# Supplied text
-*-
Is there a way to discuss publicly what the future of cyber operations will look like? Defense One recently put the question to Adm. Michael Rogers, commander of U.S. Cyber Command and director of the National Security Agency, at the Navy League’s Sea Air Space conference outside of Washington, D.C.
Rogers indicated, unsurprisingly, that full transparency will remain impossible. But he also opened up, ever so slightly, in promising that Cyber Command would follow international norms in determining how the U.S. uses what are sometimes called offensive cyber capabilities. “Remember, anything we do in the cyber arena … must follow the law of conflict. Our response must be proportional, must be in line with the broader set of norms that we’ve created over time. I don’t expect cyber to be any different,” he said.
Rogers framed the development of cyber weapons as simply the next evolutionary step in warfare, replete with all the ethical concerns that accompanied other milestones in weapons development. “I’m sure there were huge reactions to the development of mass firepower in the 1800s as a new kind of warfighting implement. Cyber represents change, a different technical application to attempt to achieve some of the exact same effects, just do it in a different way. Like those other effects, I think, over time, we’ll have a broad discussion in terms of our sense of awareness, both in terms of capabilities as well as limitations,” he said.
-*-
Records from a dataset
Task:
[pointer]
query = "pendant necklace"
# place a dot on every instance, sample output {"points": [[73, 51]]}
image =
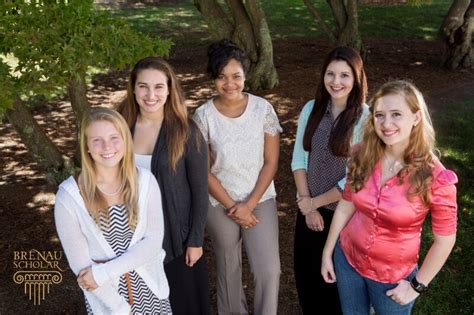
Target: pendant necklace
{"points": [[114, 193], [392, 167]]}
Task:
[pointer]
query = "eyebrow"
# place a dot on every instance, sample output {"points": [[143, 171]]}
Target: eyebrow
{"points": [[139, 82]]}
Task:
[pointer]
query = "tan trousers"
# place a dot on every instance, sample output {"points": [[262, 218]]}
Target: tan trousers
{"points": [[261, 245]]}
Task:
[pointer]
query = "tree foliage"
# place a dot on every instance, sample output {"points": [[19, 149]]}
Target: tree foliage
{"points": [[51, 45], [345, 31], [244, 22]]}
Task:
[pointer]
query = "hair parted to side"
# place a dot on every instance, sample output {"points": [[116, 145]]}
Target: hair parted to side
{"points": [[220, 53], [341, 134], [93, 197], [419, 155], [176, 121]]}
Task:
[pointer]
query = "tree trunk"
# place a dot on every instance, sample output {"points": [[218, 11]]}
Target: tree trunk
{"points": [[248, 28], [77, 91], [346, 31], [345, 14], [263, 74], [456, 35], [44, 151]]}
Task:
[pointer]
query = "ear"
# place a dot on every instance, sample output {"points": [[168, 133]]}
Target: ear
{"points": [[417, 118]]}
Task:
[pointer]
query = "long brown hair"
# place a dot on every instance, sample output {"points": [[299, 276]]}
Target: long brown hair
{"points": [[175, 122], [419, 155], [93, 197], [340, 138]]}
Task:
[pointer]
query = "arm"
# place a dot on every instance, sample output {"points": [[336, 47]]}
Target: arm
{"points": [[344, 211], [76, 249], [443, 222], [432, 264], [196, 170], [143, 251]]}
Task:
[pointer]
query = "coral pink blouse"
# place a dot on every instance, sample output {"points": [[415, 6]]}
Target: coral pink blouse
{"points": [[382, 239]]}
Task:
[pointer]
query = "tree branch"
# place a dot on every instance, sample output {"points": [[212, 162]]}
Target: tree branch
{"points": [[330, 33]]}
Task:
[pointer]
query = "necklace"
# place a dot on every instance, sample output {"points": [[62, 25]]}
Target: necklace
{"points": [[111, 194], [394, 167]]}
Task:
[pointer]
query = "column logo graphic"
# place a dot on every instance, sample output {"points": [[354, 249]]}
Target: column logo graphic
{"points": [[37, 271]]}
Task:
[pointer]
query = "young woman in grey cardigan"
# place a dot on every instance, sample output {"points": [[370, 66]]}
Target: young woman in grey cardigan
{"points": [[167, 142]]}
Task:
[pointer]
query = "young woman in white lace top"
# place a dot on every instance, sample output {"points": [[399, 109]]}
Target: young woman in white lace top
{"points": [[242, 132]]}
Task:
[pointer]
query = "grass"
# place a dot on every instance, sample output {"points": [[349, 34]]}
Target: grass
{"points": [[451, 292], [291, 18]]}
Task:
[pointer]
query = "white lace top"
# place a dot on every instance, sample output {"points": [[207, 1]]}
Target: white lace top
{"points": [[237, 145]]}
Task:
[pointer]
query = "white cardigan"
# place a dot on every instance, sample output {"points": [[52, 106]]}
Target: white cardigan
{"points": [[83, 243]]}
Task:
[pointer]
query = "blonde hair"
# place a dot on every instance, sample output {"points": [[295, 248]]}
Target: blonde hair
{"points": [[418, 156], [175, 122], [93, 197]]}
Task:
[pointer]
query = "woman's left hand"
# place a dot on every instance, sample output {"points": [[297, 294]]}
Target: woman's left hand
{"points": [[193, 254], [403, 293], [85, 279], [241, 213]]}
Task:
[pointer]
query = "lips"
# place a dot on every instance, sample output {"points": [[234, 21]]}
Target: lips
{"points": [[107, 156], [389, 133]]}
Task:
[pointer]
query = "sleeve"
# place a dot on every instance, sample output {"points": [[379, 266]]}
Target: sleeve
{"points": [[201, 124], [271, 125], [443, 203], [196, 169], [143, 251], [300, 156], [347, 193], [76, 248], [358, 133]]}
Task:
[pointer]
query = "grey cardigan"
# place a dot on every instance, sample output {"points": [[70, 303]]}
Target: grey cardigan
{"points": [[184, 192]]}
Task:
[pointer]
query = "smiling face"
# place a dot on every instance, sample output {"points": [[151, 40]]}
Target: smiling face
{"points": [[394, 120], [151, 90], [231, 81], [105, 144], [339, 81]]}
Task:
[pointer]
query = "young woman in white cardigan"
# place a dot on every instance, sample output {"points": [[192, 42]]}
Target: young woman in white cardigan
{"points": [[110, 223]]}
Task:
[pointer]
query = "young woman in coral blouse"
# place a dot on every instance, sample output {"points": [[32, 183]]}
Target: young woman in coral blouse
{"points": [[394, 180]]}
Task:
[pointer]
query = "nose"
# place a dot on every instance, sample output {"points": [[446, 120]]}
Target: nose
{"points": [[151, 94]]}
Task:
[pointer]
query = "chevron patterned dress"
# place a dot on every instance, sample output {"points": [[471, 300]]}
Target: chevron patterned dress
{"points": [[119, 235]]}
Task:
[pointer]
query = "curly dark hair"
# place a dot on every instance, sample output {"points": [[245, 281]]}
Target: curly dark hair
{"points": [[220, 53]]}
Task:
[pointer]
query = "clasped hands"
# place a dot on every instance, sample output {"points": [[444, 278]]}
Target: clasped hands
{"points": [[85, 279], [314, 220], [242, 214]]}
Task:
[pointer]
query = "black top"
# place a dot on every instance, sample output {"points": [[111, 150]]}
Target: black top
{"points": [[184, 192], [325, 169]]}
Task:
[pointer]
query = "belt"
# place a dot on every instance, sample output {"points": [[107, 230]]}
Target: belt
{"points": [[127, 280]]}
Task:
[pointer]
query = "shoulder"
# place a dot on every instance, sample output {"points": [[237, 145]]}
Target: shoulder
{"points": [[67, 189], [204, 108], [306, 111], [442, 176]]}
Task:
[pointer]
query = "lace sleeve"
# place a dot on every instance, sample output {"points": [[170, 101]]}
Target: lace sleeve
{"points": [[271, 125]]}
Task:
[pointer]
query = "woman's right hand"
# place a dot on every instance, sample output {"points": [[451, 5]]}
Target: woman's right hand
{"points": [[305, 205], [243, 215], [314, 221], [327, 269]]}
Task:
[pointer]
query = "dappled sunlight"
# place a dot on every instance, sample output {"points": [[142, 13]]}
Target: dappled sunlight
{"points": [[42, 202]]}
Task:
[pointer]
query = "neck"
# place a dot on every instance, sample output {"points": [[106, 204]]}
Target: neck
{"points": [[339, 104], [397, 153], [231, 103], [109, 175]]}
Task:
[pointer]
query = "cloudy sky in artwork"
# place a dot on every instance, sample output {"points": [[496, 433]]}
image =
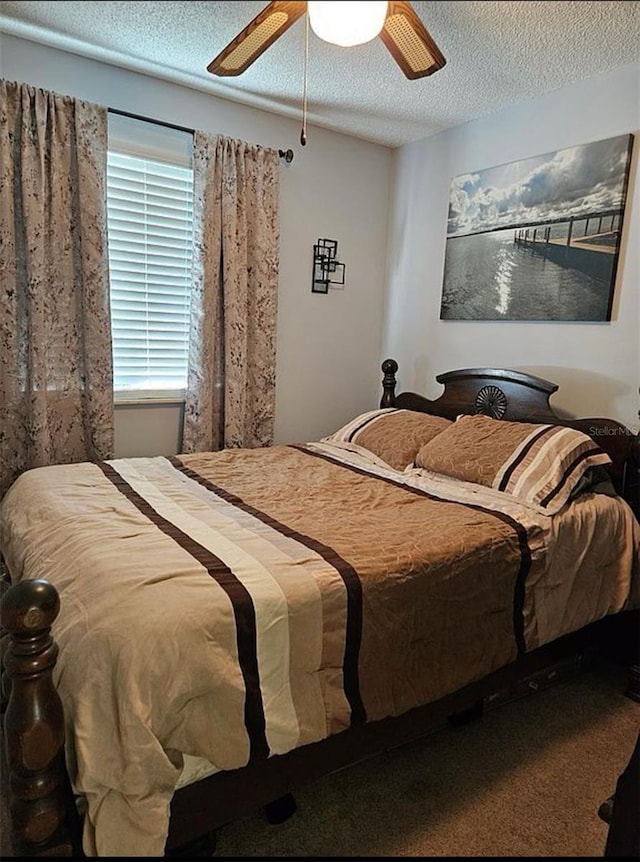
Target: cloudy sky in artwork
{"points": [[574, 181]]}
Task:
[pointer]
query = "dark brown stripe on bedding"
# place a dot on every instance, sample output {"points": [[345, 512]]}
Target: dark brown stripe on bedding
{"points": [[353, 587], [521, 456], [519, 529], [365, 423], [565, 476], [244, 612]]}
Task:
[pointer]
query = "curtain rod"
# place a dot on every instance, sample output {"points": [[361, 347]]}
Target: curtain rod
{"points": [[287, 155]]}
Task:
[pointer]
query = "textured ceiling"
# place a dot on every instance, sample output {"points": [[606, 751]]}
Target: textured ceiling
{"points": [[497, 53]]}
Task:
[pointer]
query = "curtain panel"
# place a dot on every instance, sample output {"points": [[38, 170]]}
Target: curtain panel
{"points": [[56, 386], [230, 398]]}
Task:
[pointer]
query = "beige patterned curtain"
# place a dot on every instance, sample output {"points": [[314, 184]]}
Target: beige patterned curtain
{"points": [[56, 391], [231, 387]]}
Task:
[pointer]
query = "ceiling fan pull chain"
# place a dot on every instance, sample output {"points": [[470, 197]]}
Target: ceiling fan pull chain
{"points": [[303, 133]]}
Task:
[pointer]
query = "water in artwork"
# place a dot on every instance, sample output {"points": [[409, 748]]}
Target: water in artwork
{"points": [[488, 276]]}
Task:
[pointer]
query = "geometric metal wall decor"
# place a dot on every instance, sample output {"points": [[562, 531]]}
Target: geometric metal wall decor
{"points": [[327, 269]]}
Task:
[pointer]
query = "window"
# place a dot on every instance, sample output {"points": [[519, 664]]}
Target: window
{"points": [[150, 216]]}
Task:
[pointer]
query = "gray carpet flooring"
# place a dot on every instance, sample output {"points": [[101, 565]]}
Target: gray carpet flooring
{"points": [[526, 779]]}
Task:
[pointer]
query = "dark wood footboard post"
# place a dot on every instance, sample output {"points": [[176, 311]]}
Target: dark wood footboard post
{"points": [[34, 723], [389, 367]]}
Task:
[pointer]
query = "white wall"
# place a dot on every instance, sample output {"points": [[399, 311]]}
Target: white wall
{"points": [[596, 364], [328, 349]]}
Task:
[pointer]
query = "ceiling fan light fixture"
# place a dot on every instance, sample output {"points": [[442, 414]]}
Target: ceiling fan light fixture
{"points": [[347, 23]]}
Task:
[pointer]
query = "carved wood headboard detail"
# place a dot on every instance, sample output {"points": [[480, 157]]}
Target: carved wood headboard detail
{"points": [[519, 397]]}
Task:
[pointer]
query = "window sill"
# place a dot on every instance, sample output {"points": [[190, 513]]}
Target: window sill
{"points": [[148, 402]]}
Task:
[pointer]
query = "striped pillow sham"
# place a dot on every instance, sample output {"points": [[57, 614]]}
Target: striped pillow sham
{"points": [[540, 464], [392, 434]]}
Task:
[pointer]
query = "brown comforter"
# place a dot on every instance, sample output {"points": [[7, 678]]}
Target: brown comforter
{"points": [[239, 604]]}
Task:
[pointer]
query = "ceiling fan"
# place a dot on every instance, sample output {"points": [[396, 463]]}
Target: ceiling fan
{"points": [[404, 35]]}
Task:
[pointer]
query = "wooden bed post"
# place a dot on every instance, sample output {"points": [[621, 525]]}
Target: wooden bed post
{"points": [[389, 367], [34, 723]]}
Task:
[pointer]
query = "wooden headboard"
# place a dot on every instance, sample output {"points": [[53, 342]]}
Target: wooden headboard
{"points": [[519, 397]]}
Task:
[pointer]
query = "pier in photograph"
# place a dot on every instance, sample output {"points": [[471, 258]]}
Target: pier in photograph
{"points": [[587, 243]]}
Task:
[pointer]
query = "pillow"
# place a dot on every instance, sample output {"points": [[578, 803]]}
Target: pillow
{"points": [[539, 464], [392, 434]]}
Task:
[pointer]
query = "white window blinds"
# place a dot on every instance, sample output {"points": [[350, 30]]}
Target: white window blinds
{"points": [[150, 216]]}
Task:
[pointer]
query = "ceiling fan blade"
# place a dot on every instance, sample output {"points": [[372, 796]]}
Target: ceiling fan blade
{"points": [[256, 37], [409, 42]]}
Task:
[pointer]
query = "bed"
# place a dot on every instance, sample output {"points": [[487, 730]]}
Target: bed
{"points": [[231, 625]]}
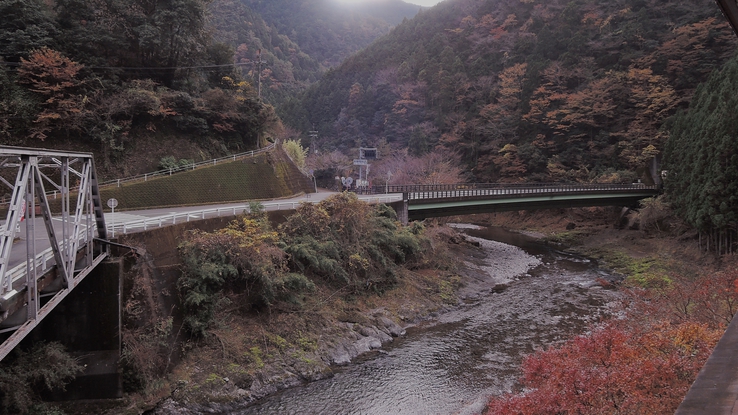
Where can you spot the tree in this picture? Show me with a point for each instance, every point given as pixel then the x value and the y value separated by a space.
pixel 701 155
pixel 56 79
pixel 25 26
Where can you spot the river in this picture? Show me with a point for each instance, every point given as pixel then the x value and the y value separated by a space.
pixel 528 295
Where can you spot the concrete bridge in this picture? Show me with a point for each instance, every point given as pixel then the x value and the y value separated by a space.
pixel 426 201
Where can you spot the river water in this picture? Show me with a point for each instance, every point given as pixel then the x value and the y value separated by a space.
pixel 528 295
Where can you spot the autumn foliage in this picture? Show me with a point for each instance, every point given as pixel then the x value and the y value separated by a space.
pixel 641 364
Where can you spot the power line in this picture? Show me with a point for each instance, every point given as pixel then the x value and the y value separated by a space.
pixel 157 68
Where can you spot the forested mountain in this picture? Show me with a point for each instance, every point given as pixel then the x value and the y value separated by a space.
pixel 331 30
pixel 110 75
pixel 701 156
pixel 285 70
pixel 524 89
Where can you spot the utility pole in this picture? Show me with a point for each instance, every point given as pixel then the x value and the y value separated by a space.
pixel 258 87
pixel 258 79
pixel 313 138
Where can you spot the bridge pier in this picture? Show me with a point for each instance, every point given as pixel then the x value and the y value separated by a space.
pixel 88 324
pixel 401 208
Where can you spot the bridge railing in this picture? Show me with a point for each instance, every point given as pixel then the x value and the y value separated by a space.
pixel 440 191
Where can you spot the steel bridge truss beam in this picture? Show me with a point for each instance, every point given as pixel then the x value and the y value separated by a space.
pixel 70 237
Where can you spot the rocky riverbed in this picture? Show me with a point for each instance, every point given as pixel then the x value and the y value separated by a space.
pixel 510 303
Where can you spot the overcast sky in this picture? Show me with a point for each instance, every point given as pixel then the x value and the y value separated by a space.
pixel 423 2
pixel 427 3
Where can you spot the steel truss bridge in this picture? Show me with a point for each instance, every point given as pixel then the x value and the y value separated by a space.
pixel 52 261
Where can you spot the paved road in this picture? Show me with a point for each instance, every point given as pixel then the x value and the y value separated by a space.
pixel 119 219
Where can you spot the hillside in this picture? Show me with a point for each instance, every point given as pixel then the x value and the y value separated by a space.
pixel 547 91
pixel 330 30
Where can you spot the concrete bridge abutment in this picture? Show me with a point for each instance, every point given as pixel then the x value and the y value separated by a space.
pixel 88 324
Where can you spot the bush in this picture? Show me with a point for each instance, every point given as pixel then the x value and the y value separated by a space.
-*-
# Problems to work on
• a. Copy out, word for word, the passage on Cyber Command, from "Is there a way" down to "of Washington, D.C.".
• b. According to the passage on Cyber Command, why does Rogers treat cyber weapons as the next step in warfare rather than as something wholly new? Answer in one to three sentences.
Rely only on the passage on Cyber Command for your responses.

# Replies
• a.
Is there a way to discuss publicly what the future of cyber operations will look like? Defense One recently put the question to Adm. Michael Rogers, commander of U.S. Cyber Command and director of the National Security Agency, at the Navy League’s Sea Air Space conference outside of Washington, D.C.

• b. Rogers sees cyber as a different technical application that tries to achieve the same effects as earlier weapons, only in a different way. He likens it to mass firepower in the 1800s, which also drew strong reactions as a new kind of warfighting implement.